DATA FOR THIS EXERCISE ->
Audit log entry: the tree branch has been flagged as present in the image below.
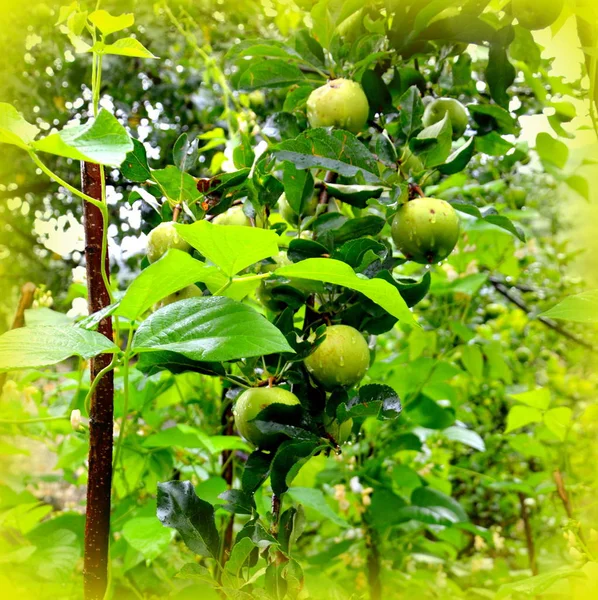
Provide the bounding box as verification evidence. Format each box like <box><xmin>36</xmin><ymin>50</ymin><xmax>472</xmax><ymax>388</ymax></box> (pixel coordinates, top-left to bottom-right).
<box><xmin>488</xmin><ymin>276</ymin><xmax>595</xmax><ymax>351</ymax></box>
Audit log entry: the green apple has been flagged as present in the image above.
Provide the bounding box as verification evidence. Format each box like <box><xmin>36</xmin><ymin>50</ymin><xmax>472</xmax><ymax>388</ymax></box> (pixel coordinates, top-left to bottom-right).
<box><xmin>157</xmin><ymin>284</ymin><xmax>202</xmax><ymax>309</ymax></box>
<box><xmin>212</xmin><ymin>205</ymin><xmax>264</xmax><ymax>227</ymax></box>
<box><xmin>422</xmin><ymin>97</ymin><xmax>469</xmax><ymax>139</ymax></box>
<box><xmin>325</xmin><ymin>417</ymin><xmax>353</xmax><ymax>445</ymax></box>
<box><xmin>509</xmin><ymin>187</ymin><xmax>526</xmax><ymax>209</ymax></box>
<box><xmin>146</xmin><ymin>221</ymin><xmax>192</xmax><ymax>264</ymax></box>
<box><xmin>259</xmin><ymin>251</ymin><xmax>292</xmax><ymax>274</ymax></box>
<box><xmin>512</xmin><ymin>0</ymin><xmax>564</xmax><ymax>30</ymax></box>
<box><xmin>233</xmin><ymin>387</ymin><xmax>301</xmax><ymax>450</ymax></box>
<box><xmin>515</xmin><ymin>346</ymin><xmax>532</xmax><ymax>363</ymax></box>
<box><xmin>391</xmin><ymin>197</ymin><xmax>460</xmax><ymax>264</ymax></box>
<box><xmin>304</xmin><ymin>324</ymin><xmax>370</xmax><ymax>390</ymax></box>
<box><xmin>484</xmin><ymin>303</ymin><xmax>507</xmax><ymax>319</ymax></box>
<box><xmin>278</xmin><ymin>193</ymin><xmax>319</xmax><ymax>225</ymax></box>
<box><xmin>307</xmin><ymin>79</ymin><xmax>370</xmax><ymax>134</ymax></box>
<box><xmin>256</xmin><ymin>279</ymin><xmax>286</xmax><ymax>312</ymax></box>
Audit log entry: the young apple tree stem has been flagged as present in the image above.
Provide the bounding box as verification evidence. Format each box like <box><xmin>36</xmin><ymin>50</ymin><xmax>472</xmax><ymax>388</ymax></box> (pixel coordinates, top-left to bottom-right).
<box><xmin>81</xmin><ymin>160</ymin><xmax>115</xmax><ymax>600</ymax></box>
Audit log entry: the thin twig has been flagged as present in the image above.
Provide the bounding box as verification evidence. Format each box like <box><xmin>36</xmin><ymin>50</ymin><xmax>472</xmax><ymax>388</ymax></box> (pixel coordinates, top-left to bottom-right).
<box><xmin>518</xmin><ymin>492</ymin><xmax>538</xmax><ymax>575</ymax></box>
<box><xmin>488</xmin><ymin>277</ymin><xmax>595</xmax><ymax>351</ymax></box>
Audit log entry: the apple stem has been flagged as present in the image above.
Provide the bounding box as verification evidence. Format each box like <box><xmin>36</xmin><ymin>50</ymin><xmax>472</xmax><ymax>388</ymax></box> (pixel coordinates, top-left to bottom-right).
<box><xmin>172</xmin><ymin>203</ymin><xmax>181</xmax><ymax>222</ymax></box>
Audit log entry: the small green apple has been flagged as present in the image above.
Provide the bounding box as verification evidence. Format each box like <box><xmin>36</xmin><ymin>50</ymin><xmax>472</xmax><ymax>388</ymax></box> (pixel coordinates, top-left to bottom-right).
<box><xmin>146</xmin><ymin>221</ymin><xmax>192</xmax><ymax>264</ymax></box>
<box><xmin>512</xmin><ymin>0</ymin><xmax>564</xmax><ymax>30</ymax></box>
<box><xmin>233</xmin><ymin>387</ymin><xmax>301</xmax><ymax>450</ymax></box>
<box><xmin>212</xmin><ymin>205</ymin><xmax>264</xmax><ymax>227</ymax></box>
<box><xmin>307</xmin><ymin>79</ymin><xmax>370</xmax><ymax>134</ymax></box>
<box><xmin>515</xmin><ymin>346</ymin><xmax>532</xmax><ymax>363</ymax></box>
<box><xmin>422</xmin><ymin>97</ymin><xmax>469</xmax><ymax>139</ymax></box>
<box><xmin>157</xmin><ymin>284</ymin><xmax>202</xmax><ymax>309</ymax></box>
<box><xmin>278</xmin><ymin>193</ymin><xmax>319</xmax><ymax>225</ymax></box>
<box><xmin>391</xmin><ymin>197</ymin><xmax>460</xmax><ymax>264</ymax></box>
<box><xmin>304</xmin><ymin>324</ymin><xmax>370</xmax><ymax>390</ymax></box>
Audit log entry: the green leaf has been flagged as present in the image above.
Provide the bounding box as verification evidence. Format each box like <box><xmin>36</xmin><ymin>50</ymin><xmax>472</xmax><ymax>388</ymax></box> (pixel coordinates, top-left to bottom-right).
<box><xmin>509</xmin><ymin>388</ymin><xmax>551</xmax><ymax>410</ymax></box>
<box><xmin>235</xmin><ymin>59</ymin><xmax>305</xmax><ymax>90</ymax></box>
<box><xmin>565</xmin><ymin>174</ymin><xmax>589</xmax><ymax>201</ymax></box>
<box><xmin>33</xmin><ymin>109</ymin><xmax>133</xmax><ymax>166</ymax></box>
<box><xmin>275</xmin><ymin>258</ymin><xmax>418</xmax><ymax>327</ymax></box>
<box><xmin>288</xmin><ymin>488</ymin><xmax>348</xmax><ymax>527</ymax></box>
<box><xmin>411</xmin><ymin>486</ymin><xmax>468</xmax><ymax>522</ymax></box>
<box><xmin>324</xmin><ymin>183</ymin><xmax>385</xmax><ymax>208</ymax></box>
<box><xmin>88</xmin><ymin>10</ymin><xmax>134</xmax><ymax>36</ymax></box>
<box><xmin>496</xmin><ymin>567</ymin><xmax>582</xmax><ymax>600</ymax></box>
<box><xmin>274</xmin><ymin>129</ymin><xmax>380</xmax><ymax>183</ymax></box>
<box><xmin>442</xmin><ymin>426</ymin><xmax>485</xmax><ymax>451</ymax></box>
<box><xmin>282</xmin><ymin>162</ymin><xmax>315</xmax><ymax>214</ymax></box>
<box><xmin>338</xmin><ymin>384</ymin><xmax>402</xmax><ymax>421</ymax></box>
<box><xmin>152</xmin><ymin>166</ymin><xmax>201</xmax><ymax>204</ymax></box>
<box><xmin>485</xmin><ymin>27</ymin><xmax>516</xmax><ymax>108</ymax></box>
<box><xmin>536</xmin><ymin>132</ymin><xmax>568</xmax><ymax>170</ymax></box>
<box><xmin>122</xmin><ymin>517</ymin><xmax>173</xmax><ymax>561</ymax></box>
<box><xmin>95</xmin><ymin>37</ymin><xmax>158</xmax><ymax>59</ymax></box>
<box><xmin>409</xmin><ymin>113</ymin><xmax>453</xmax><ymax>167</ymax></box>
<box><xmin>121</xmin><ymin>138</ymin><xmax>151</xmax><ymax>182</ymax></box>
<box><xmin>271</xmin><ymin>440</ymin><xmax>325</xmax><ymax>496</ymax></box>
<box><xmin>505</xmin><ymin>405</ymin><xmax>543</xmax><ymax>433</ymax></box>
<box><xmin>132</xmin><ymin>297</ymin><xmax>295</xmax><ymax>361</ymax></box>
<box><xmin>406</xmin><ymin>395</ymin><xmax>455</xmax><ymax>429</ymax></box>
<box><xmin>117</xmin><ymin>250</ymin><xmax>216</xmax><ymax>320</ymax></box>
<box><xmin>242</xmin><ymin>451</ymin><xmax>273</xmax><ymax>495</ymax></box>
<box><xmin>224</xmin><ymin>537</ymin><xmax>258</xmax><ymax>576</ymax></box>
<box><xmin>157</xmin><ymin>480</ymin><xmax>220</xmax><ymax>559</ymax></box>
<box><xmin>28</xmin><ymin>529</ymin><xmax>80</xmax><ymax>581</ymax></box>
<box><xmin>468</xmin><ymin>104</ymin><xmax>519</xmax><ymax>135</ymax></box>
<box><xmin>543</xmin><ymin>407</ymin><xmax>572</xmax><ymax>441</ymax></box>
<box><xmin>174</xmin><ymin>220</ymin><xmax>280</xmax><ymax>277</ymax></box>
<box><xmin>460</xmin><ymin>344</ymin><xmax>483</xmax><ymax>379</ymax></box>
<box><xmin>398</xmin><ymin>85</ymin><xmax>424</xmax><ymax>139</ymax></box>
<box><xmin>0</xmin><ymin>103</ymin><xmax>39</xmax><ymax>149</ymax></box>
<box><xmin>437</xmin><ymin>136</ymin><xmax>475</xmax><ymax>175</ymax></box>
<box><xmin>0</xmin><ymin>326</ymin><xmax>117</xmax><ymax>372</ymax></box>
<box><xmin>539</xmin><ymin>290</ymin><xmax>598</xmax><ymax>323</ymax></box>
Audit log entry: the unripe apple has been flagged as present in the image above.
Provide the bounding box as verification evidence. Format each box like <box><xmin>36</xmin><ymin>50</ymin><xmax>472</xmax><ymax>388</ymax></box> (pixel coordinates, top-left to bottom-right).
<box><xmin>307</xmin><ymin>79</ymin><xmax>370</xmax><ymax>134</ymax></box>
<box><xmin>146</xmin><ymin>221</ymin><xmax>192</xmax><ymax>263</ymax></box>
<box><xmin>422</xmin><ymin>97</ymin><xmax>469</xmax><ymax>139</ymax></box>
<box><xmin>509</xmin><ymin>187</ymin><xmax>526</xmax><ymax>209</ymax></box>
<box><xmin>512</xmin><ymin>0</ymin><xmax>564</xmax><ymax>30</ymax></box>
<box><xmin>157</xmin><ymin>284</ymin><xmax>202</xmax><ymax>309</ymax></box>
<box><xmin>304</xmin><ymin>325</ymin><xmax>370</xmax><ymax>390</ymax></box>
<box><xmin>259</xmin><ymin>251</ymin><xmax>292</xmax><ymax>274</ymax></box>
<box><xmin>212</xmin><ymin>205</ymin><xmax>264</xmax><ymax>227</ymax></box>
<box><xmin>278</xmin><ymin>193</ymin><xmax>318</xmax><ymax>226</ymax></box>
<box><xmin>391</xmin><ymin>197</ymin><xmax>460</xmax><ymax>264</ymax></box>
<box><xmin>256</xmin><ymin>280</ymin><xmax>286</xmax><ymax>312</ymax></box>
<box><xmin>515</xmin><ymin>346</ymin><xmax>532</xmax><ymax>363</ymax></box>
<box><xmin>233</xmin><ymin>387</ymin><xmax>301</xmax><ymax>450</ymax></box>
<box><xmin>325</xmin><ymin>417</ymin><xmax>354</xmax><ymax>445</ymax></box>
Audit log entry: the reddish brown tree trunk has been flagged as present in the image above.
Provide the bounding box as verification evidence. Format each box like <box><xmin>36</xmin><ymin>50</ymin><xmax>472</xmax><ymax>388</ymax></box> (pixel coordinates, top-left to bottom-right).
<box><xmin>81</xmin><ymin>161</ymin><xmax>114</xmax><ymax>600</ymax></box>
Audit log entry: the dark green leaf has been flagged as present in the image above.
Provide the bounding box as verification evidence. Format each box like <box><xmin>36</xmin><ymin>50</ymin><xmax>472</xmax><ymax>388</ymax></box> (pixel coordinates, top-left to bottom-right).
<box><xmin>157</xmin><ymin>480</ymin><xmax>220</xmax><ymax>558</ymax></box>
<box><xmin>121</xmin><ymin>138</ymin><xmax>151</xmax><ymax>182</ymax></box>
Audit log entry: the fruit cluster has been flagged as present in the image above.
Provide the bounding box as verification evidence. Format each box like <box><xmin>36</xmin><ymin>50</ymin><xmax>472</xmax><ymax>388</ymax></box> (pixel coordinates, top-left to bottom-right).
<box><xmin>146</xmin><ymin>78</ymin><xmax>467</xmax><ymax>453</ymax></box>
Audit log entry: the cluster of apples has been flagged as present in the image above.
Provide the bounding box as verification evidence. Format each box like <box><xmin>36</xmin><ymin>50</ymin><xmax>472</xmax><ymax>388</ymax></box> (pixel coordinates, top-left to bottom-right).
<box><xmin>145</xmin><ymin>75</ymin><xmax>473</xmax><ymax>451</ymax></box>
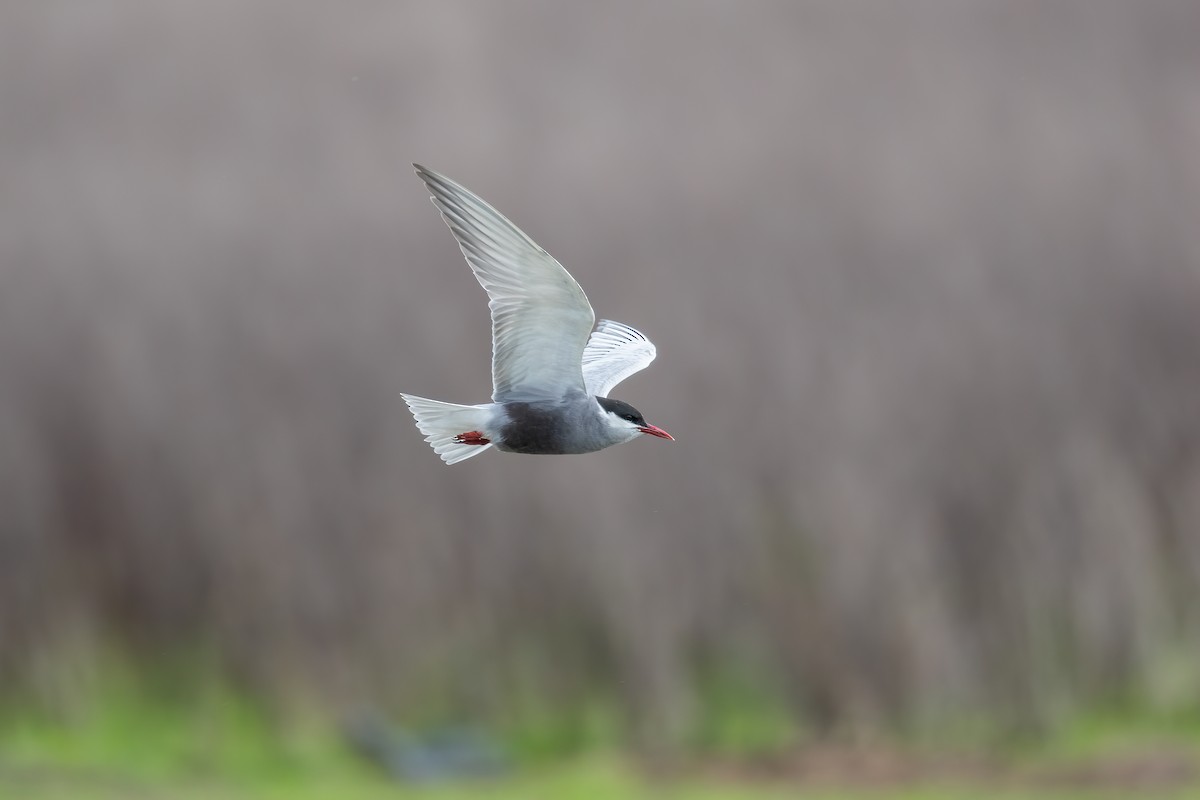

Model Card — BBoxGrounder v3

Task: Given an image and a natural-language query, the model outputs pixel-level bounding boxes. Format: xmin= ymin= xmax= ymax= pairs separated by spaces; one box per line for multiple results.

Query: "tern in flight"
xmin=401 ymin=165 xmax=673 ymax=465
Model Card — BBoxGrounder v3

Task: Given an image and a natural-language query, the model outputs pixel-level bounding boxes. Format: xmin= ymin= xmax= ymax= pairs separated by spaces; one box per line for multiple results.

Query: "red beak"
xmin=638 ymin=424 xmax=675 ymax=441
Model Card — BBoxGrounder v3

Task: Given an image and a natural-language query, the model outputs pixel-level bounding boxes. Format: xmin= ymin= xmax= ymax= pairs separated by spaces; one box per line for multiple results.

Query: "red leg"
xmin=453 ymin=431 xmax=491 ymax=445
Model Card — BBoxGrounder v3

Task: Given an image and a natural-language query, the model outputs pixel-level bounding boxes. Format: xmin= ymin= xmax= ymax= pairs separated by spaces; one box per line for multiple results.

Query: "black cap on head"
xmin=596 ymin=396 xmax=646 ymax=427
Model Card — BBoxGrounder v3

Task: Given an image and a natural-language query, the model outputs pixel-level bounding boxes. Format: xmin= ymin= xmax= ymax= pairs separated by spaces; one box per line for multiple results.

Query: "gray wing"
xmin=581 ymin=320 xmax=657 ymax=398
xmin=415 ymin=165 xmax=595 ymax=402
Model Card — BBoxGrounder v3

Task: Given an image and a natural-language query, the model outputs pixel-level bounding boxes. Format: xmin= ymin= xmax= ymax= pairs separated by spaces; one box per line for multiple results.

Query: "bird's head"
xmin=596 ymin=397 xmax=674 ymax=443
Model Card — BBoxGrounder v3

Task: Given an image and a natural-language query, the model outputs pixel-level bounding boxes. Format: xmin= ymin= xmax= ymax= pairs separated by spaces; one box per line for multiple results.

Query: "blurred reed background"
xmin=2 ymin=0 xmax=1199 ymax=755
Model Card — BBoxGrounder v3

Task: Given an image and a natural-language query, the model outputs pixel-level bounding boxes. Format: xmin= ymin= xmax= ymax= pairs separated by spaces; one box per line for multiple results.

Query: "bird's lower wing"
xmin=581 ymin=320 xmax=657 ymax=398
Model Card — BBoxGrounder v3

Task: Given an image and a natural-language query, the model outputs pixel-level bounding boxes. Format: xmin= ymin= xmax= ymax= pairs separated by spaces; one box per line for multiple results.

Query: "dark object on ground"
xmin=343 ymin=714 xmax=509 ymax=783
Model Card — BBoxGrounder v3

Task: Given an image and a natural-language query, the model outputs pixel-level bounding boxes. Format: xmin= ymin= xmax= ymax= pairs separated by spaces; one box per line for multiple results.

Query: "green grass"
xmin=6 ymin=755 xmax=1200 ymax=800
xmin=3 ymin=663 xmax=1200 ymax=800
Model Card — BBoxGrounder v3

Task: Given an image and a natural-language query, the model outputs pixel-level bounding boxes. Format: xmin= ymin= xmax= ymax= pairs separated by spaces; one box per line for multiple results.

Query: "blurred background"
xmin=3 ymin=1 xmax=1200 ymax=795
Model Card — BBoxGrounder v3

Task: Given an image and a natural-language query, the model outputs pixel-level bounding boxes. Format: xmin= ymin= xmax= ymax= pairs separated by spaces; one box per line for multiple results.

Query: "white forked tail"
xmin=400 ymin=394 xmax=495 ymax=465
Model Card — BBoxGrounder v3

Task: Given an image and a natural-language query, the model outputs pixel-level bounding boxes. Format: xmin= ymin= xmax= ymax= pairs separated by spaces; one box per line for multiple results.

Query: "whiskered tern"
xmin=401 ymin=165 xmax=673 ymax=465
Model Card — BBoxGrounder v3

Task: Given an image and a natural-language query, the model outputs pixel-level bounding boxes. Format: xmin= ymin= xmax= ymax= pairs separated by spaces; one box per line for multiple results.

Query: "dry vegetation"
xmin=1 ymin=2 xmax=1199 ymax=749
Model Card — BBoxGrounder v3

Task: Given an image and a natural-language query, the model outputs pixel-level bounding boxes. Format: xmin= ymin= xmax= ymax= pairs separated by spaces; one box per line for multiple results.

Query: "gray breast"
xmin=497 ymin=394 xmax=610 ymax=455
xmin=497 ymin=401 xmax=575 ymax=454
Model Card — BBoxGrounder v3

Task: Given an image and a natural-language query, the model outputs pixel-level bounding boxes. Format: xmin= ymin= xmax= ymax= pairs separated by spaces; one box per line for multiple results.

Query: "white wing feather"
xmin=414 ymin=165 xmax=595 ymax=402
xmin=581 ymin=320 xmax=657 ymax=398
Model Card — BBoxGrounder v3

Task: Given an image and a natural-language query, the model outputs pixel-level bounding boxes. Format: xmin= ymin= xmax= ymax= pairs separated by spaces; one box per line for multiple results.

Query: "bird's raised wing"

WHAT TO DO ->
From the first line through the line with "Audit log entry: the green apple", output those lines of the entries above exactly, and nothing else, with the pictures left out.

EXPECTED ANSWER ->
Audit log entry: the tree branch has been flagged as present in the image below.
Provide the bounding box as verification evidence. Format each box like <box><xmin>36</xmin><ymin>50</ymin><xmax>472</xmax><ymax>388</ymax></box> (pixel coordinates, top-left to bottom-right).
<box><xmin>488</xmin><ymin>276</ymin><xmax>595</xmax><ymax>351</ymax></box>
Audit log entry: the green apple has been flagged as present in the image above.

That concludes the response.